- Aufgaben -
1. Übertragen Sie diesen Satz aus dem Textauszug über Gaulands Formulierung „Vogelschiss“ ins Englische: „Seit geraumer Zeit versuche ich aber immer, mir die Originaltexte bei inkriminierenden Überschriften und Berichten zu beschaffen.“
2. Führen Sie den Textauszug über Gaulands Formulierung „Vogelschiss“ im Anschluss an seinen letzten Satz weiter.

══ Textauszug

Erika Steinbach: Als ich die Nachrichten und Kommentare zu Alexander Gaulands Formulierung „Vogelschiss“ las, war ich gelinde gesagt irritiert und fand sie nicht nur völlig daneben, sondern habe sie auch als Relativierung der entsetzlichen NS-Zeit verstanden, ja aufgrund der Berichte verstehen müssen.
Seit geraumer Zeit versuche ich aber immer, mir die Originaltexte bei inkriminierenden Überschriften und Berichten zu beschaffen. So auch in diesem Fall.
Erschüttert habe ich festgestellt, dass nichts von dem was Gauland unterstellt wurde, zu belegen ist. Im Gegenteil.
In seiner Rede beschreibt Gauland knapp unsere mehr als tausendjährige deutsche Geschichte. Er macht dabei am Beispiel des jüdischen Chronisten Kantorowicz deutlich, dass von Anbeginn an Juden Teil unserer Geschichte sind.
Dazu sagte er wörtlich:
„….denken wir immer daran, dass ein deutscher Jude, Ernst Kantorowicz, den Ruhm des Stauferkaisers beschrieben hat. Nein, der Islam gehört nicht zu uns. Unsere Vorfahren haben ihn 1683 vor Wien besiegt. Aber das deutsche Judentum von Ballin und Bleichröder über Rathenau und Kantorowicz war Teil einer deutschen Heldengeschichte, die Hitler vernichten wollte.“
Und fügte an
„uns muss man nicht vom Unwert des Nationalsozialismus überzeugen.“
Ich kann mir allerdings vorstellen, dass seine Aussage zum Islam einer der nicht genannten Gründe war, sich so auf den Vorsitzenden der AfD zu stürzen.

════
══ Dargestellte Daten

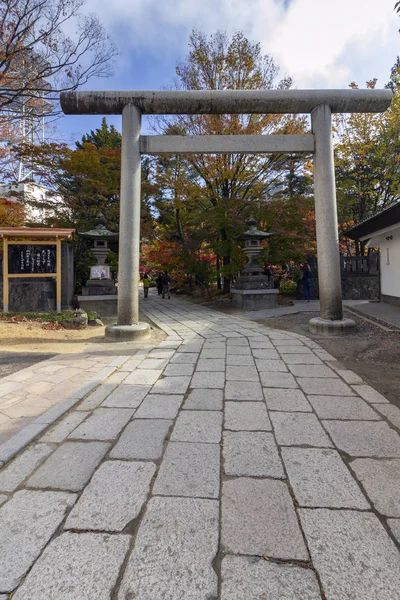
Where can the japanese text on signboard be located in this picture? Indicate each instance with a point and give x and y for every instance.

════

- Antworten -
1. For quite some time, however, I have always tried to obtain the original texts whenever there are incriminating headlines and reports.

2.
David Berger: Aber dennoch bleibt doch die Tatsache, dass Gauland die Bedeutung eines Ereignisses an dessen bloßen Zeitumfang fest macht. Dann wäre der Einzug der AfD in den Bundestag noch weniger als ein „Vogelschiss“ in der Jahrtausende umfassenden Geschichte Deutschlands. Ist das nicht ein völlig verfehlter, weil komplett von Inhalten absehender Zugang zur Geschichte?
Erika Steinbach: Er bekannte sich deutlich mit seinem Satz…
Ja, wir bekennen uns zu unserer Verantwortung für die 12 Jahre“.
Wer aber auch immer den Bogen über einen solch langen Zeitraum spannt, kommt nicht umhin zu sehen, dass diese zwölf Jahre eben nur ein winziger Bruchteil, wenn auch ein schrecklicher, im Verlaufe unserer deutschen Geschichte gewesen sind.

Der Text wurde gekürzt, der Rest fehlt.